» Short problem: Please transcribe the part of the profile of Laura Haynes below from "Translation: The Cretaceous-Paleogene" to "band of rock.", keeping every word and mark unchanged.

— Start Text passage —

Laura Haynes cruises the world searching for core samples
By Craig Winston
It’s hard to pinpoint where you might find Laura Haynes, an EOAS post-doctoral fellow, for an interview. During a telephone chat she sounded far away. She explained why in a subsequent email.
“I was actually in Fiji, eating breakfast before we headed out to board the ship,” she wrote. “We are now transiting nine days to our first coring site and will be drilling to about 670 meters below the sea floor in the hopes of recovering the K/Pg boundary.”
Translation: The Cretaceous-Paleogene boundary marks the mass extinction of the Earth’s dinosaurs more than 60 million years ago. It’s represented by a thin band of rock.
Haynes, a paleoceanographer, is sailing on the month–long International Ocean Discovery Program Expedition 378 with a collective of scientists from countries including Australia, China, Japan, Korea, and Brazil. They staff a floating lab, covering it 24/7 on rotating 12-hour shifts. (The ship travels the world, drilling at five to eight locations on a cruise; this time there is only one stop for a long core drill.) The crew hopes that drilling into this new, unbroken core will enable them to reconstruct climate change in one location millions of years ago, revealing the answers to questions about the Earth’s climate history.

— End Text passage —
— Start Given data —

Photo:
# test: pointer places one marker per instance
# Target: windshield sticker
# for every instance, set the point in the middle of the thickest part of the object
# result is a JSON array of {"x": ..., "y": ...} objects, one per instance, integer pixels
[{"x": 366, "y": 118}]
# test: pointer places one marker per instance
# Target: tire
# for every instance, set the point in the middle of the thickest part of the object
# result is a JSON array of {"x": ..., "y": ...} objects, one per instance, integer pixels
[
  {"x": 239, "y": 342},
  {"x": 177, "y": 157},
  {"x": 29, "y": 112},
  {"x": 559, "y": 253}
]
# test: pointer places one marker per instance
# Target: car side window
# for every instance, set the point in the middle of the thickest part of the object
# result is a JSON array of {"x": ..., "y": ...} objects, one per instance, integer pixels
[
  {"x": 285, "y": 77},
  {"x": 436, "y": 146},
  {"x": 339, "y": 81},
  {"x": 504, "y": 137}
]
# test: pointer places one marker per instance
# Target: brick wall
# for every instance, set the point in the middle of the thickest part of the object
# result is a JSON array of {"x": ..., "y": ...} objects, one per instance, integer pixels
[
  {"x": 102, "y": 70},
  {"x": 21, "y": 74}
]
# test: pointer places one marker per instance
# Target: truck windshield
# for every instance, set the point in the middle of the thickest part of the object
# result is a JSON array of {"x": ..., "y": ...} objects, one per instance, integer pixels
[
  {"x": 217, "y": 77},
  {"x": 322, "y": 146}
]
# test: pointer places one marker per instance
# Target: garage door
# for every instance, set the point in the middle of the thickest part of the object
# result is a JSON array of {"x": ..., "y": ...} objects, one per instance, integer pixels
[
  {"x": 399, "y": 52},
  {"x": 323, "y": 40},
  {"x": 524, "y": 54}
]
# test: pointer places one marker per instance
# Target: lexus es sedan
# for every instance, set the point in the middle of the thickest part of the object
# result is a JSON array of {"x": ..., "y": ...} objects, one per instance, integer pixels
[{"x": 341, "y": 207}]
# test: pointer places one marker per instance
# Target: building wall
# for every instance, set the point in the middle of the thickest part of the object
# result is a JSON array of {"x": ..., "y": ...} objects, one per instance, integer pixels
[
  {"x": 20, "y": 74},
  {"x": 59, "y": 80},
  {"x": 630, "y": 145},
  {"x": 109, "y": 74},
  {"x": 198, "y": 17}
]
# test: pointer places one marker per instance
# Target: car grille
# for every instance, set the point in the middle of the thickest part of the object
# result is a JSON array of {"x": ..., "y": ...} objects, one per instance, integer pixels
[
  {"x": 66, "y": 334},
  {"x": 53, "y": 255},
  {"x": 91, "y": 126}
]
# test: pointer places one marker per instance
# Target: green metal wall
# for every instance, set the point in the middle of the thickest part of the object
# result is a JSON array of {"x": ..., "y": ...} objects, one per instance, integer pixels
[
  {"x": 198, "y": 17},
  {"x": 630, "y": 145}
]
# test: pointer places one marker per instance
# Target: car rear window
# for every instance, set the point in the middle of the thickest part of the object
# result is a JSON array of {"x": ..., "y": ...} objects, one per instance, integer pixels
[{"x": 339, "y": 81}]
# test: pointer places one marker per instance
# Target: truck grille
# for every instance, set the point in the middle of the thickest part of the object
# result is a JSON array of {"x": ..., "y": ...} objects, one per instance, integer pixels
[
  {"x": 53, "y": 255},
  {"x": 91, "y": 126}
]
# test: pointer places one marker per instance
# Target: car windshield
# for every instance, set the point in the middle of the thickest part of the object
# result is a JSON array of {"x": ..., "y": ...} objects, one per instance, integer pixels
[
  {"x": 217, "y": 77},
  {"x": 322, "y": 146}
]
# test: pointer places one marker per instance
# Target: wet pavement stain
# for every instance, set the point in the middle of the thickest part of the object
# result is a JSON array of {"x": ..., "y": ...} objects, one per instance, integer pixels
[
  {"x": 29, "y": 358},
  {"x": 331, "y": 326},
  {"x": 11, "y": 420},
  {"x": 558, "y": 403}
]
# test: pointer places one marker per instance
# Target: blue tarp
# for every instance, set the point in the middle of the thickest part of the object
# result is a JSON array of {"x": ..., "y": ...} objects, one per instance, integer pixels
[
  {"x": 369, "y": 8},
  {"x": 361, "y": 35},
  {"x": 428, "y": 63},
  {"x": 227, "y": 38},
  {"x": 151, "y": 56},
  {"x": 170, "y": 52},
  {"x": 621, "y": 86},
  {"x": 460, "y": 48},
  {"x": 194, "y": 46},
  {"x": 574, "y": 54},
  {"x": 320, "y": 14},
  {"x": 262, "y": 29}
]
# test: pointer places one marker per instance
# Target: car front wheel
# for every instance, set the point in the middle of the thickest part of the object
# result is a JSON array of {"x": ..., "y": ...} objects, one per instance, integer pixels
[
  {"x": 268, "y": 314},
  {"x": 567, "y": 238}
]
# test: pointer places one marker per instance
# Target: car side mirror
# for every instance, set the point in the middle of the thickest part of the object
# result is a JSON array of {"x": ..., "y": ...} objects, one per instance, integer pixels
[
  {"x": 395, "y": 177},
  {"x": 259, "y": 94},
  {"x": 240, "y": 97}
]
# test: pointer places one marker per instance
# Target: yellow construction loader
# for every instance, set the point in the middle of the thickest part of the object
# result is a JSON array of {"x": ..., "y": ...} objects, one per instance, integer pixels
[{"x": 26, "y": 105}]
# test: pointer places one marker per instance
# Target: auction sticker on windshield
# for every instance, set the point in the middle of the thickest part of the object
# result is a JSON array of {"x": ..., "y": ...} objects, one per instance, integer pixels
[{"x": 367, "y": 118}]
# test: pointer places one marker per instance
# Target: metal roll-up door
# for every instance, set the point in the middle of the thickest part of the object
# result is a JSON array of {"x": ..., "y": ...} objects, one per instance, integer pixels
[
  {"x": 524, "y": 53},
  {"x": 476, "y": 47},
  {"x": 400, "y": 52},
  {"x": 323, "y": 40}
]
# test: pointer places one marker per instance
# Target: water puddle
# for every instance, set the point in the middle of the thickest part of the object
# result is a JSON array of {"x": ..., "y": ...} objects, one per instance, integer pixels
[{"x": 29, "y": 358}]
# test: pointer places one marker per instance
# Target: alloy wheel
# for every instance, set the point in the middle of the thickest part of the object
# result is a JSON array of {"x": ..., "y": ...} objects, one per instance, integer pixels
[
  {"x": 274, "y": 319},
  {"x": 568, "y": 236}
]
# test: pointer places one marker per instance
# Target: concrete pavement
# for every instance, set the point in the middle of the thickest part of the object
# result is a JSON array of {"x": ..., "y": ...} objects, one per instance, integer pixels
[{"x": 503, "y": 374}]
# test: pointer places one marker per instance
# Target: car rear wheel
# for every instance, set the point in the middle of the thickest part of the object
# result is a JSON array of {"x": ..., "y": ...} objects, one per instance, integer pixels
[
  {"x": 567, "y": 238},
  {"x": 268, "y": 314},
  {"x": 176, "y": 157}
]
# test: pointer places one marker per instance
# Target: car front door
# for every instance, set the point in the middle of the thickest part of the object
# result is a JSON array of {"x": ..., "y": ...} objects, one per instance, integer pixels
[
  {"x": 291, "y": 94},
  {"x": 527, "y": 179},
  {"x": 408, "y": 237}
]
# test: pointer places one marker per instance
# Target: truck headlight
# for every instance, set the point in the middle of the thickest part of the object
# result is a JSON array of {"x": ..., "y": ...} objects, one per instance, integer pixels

— End Given data —

» Answer to this exercise:
Translation: The Cretaceous-Paleogene boundary marks the mass extinction of the Earth’s dinosaurs more than 60 million years ago. It’s represented by a thin band of rock.